Raw Materials

Raw Materials from the Deep Sea / Gas Hydrates / Manganese Nodules, Manganese Crusts / Black Smokers

Raw Materials from the Deep Sea

Beyond a depth of 1,000 m, the ocean holds special geologic resources. Considerable effort is necessary to extract these resources, due to the inhospitable conditions: absolute darkness, temperatures of -1.9 to +500 °C and extremely high pressure. International mining companies are pushing for extraction, but is it safe for the environment? Research is needed to provide the answer.

Industrialized nations only started to consider mining manganese nodules in the 70's, nearly a hundred years after their discovery. Then oil exploration started, first in the shallow North Sea, today at depths of more than 2,000 m and in the polar regions. During the 60's, deep sea sludge was discovered in the Red Sea and the 70's brought the discovery of black smokers, both of which are of economic interest due to their mineral content. The newest discovery: gas hydrates, which are found in the ocean floor below a depth of 500 m spread as frozen methane over millions of square miles. Substances from the ocean are exploited for medical and pharmaceutical use.

### Extracted data
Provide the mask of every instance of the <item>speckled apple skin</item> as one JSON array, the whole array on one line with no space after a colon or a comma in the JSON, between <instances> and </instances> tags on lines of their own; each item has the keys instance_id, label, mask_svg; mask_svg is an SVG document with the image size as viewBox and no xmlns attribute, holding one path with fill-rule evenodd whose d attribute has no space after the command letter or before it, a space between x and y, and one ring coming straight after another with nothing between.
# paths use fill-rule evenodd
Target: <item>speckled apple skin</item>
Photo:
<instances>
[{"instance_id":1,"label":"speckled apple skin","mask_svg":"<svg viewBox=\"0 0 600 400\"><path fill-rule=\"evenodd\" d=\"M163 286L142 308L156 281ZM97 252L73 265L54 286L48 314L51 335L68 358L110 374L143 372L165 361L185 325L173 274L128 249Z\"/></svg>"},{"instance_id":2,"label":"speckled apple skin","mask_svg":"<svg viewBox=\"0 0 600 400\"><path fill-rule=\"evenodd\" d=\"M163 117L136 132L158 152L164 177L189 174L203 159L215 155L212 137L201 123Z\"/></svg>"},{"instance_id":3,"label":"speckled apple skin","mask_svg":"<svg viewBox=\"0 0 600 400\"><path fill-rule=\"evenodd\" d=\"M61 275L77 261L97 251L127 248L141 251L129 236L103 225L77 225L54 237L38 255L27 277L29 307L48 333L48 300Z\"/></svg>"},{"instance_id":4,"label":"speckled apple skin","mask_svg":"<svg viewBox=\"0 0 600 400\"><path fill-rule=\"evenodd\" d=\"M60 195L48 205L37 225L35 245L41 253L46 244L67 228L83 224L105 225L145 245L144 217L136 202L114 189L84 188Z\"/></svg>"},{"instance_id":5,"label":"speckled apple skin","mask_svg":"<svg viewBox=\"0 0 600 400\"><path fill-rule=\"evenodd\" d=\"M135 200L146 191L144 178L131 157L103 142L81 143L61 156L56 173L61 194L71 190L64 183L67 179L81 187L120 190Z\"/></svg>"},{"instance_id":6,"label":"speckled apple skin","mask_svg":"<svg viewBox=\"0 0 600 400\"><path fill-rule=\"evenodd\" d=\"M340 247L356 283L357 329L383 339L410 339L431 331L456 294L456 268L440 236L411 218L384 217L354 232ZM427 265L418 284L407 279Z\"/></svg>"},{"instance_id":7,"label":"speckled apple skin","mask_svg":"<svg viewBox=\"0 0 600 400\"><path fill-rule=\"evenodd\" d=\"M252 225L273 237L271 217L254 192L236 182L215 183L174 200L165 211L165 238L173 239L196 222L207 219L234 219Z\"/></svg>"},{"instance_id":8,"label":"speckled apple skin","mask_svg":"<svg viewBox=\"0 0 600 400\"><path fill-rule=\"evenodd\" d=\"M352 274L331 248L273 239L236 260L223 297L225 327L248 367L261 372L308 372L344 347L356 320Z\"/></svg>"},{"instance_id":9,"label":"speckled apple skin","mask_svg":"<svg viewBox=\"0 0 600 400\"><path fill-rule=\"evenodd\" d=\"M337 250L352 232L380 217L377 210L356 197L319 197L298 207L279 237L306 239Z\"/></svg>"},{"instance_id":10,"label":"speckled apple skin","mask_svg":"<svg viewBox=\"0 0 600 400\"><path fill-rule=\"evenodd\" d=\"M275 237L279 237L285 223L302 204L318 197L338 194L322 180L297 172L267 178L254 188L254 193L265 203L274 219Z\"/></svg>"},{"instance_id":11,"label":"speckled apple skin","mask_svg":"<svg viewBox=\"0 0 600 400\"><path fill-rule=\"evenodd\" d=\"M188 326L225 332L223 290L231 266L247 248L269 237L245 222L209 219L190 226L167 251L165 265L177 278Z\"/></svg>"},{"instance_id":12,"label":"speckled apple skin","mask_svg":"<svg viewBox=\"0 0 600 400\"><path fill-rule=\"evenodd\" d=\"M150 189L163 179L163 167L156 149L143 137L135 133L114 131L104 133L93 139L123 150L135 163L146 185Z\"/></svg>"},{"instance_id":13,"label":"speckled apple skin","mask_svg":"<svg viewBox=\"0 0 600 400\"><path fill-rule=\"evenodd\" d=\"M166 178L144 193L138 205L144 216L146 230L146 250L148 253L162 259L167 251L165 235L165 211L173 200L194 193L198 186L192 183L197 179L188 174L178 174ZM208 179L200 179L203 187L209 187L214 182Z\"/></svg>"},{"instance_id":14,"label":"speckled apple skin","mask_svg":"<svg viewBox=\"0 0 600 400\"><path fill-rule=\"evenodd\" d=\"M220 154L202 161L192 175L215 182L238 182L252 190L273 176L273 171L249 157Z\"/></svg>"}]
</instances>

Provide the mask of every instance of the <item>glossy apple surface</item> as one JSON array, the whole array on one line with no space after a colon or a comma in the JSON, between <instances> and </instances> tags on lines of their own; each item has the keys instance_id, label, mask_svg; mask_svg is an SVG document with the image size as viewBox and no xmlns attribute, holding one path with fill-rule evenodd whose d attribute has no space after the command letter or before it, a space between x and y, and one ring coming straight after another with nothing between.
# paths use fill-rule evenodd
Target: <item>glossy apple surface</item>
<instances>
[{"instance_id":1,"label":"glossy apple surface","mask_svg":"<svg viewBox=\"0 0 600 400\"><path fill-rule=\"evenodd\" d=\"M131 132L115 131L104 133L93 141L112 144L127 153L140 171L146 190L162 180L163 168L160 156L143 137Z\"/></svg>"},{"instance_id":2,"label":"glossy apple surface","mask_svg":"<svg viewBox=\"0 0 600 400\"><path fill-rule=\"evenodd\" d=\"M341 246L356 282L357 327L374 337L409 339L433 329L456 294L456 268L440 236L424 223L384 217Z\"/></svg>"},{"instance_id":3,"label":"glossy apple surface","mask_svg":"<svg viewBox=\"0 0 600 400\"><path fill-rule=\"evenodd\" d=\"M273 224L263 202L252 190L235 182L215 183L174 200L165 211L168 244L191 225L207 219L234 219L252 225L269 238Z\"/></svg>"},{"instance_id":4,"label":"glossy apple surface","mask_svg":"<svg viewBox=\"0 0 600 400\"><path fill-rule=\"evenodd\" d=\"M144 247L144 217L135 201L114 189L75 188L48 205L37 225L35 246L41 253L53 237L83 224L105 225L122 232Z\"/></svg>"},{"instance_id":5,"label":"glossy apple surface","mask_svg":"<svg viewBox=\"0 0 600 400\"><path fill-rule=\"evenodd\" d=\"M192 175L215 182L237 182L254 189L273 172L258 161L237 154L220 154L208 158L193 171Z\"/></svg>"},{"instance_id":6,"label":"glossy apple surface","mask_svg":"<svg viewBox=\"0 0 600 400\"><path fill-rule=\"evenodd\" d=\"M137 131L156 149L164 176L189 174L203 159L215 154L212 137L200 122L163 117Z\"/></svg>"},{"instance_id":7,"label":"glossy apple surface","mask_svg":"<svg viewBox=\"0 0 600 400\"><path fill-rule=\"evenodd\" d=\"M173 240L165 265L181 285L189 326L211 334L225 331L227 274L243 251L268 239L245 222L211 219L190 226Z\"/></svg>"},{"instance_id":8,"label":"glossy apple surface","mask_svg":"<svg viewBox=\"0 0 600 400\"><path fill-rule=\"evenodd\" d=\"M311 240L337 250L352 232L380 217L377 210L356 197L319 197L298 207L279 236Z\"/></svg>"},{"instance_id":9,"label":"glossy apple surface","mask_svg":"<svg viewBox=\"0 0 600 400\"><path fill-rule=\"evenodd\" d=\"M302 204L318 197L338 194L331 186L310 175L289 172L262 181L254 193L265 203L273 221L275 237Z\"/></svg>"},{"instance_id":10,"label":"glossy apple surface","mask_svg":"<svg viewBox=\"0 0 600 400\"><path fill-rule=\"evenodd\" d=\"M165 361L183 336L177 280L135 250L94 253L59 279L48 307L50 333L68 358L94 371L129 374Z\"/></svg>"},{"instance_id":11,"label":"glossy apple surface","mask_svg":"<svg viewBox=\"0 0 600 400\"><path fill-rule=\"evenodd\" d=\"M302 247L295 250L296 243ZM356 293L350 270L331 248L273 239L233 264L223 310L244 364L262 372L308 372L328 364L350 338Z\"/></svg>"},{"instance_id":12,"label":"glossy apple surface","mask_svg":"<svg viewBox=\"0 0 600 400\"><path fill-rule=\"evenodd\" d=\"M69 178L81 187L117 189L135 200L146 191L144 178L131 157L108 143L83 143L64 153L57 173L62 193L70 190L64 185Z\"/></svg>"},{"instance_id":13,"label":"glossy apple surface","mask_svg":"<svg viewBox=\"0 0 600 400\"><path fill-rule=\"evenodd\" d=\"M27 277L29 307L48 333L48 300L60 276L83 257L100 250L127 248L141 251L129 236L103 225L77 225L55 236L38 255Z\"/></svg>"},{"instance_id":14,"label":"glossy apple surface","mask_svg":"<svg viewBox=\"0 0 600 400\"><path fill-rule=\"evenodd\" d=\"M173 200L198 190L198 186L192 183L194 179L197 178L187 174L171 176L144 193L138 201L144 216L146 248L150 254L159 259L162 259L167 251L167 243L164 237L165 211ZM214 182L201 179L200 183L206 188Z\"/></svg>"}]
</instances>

### Your goal
Return the text on raw materials from the deep sea word for word, from its first line to its last.

### Written response
Raw Materials

Raw Materials from the Deep Sea / Gas Hydrates / Manganese Nodules, Manganese Crusts / Black Smokers

Raw Materials from the Deep Sea

Beyond a depth of 1,000 m, the ocean holds special geologic resources. Considerable effort is necessary to extract these resources, due to the inhospitable conditions: absolute darkness, temperatures of -1.9 to +500 °C and extremely high pressure. International mining companies are pushing for extraction, but is it safe for the environment? Research is needed to provide the answer.

Industrialized nations only started to consider mining manganese nodules in the 70's, nearly a hundred years after their discovery. Then oil exploration started, first in the shallow North Sea, today at depths of more than 2,000 m and in the polar regions. During the 60's, deep sea sludge was discovered in the Red Sea and the 70's brought the discovery of black smokers, both of which are of economic interest due to their mineral content. The newest discovery: gas hydrates, which are found in the ocean floor below a depth of 500 m spread as frozen methane over millions of square miles. Substances from the ocean are exploited for medical and pharmaceutical use.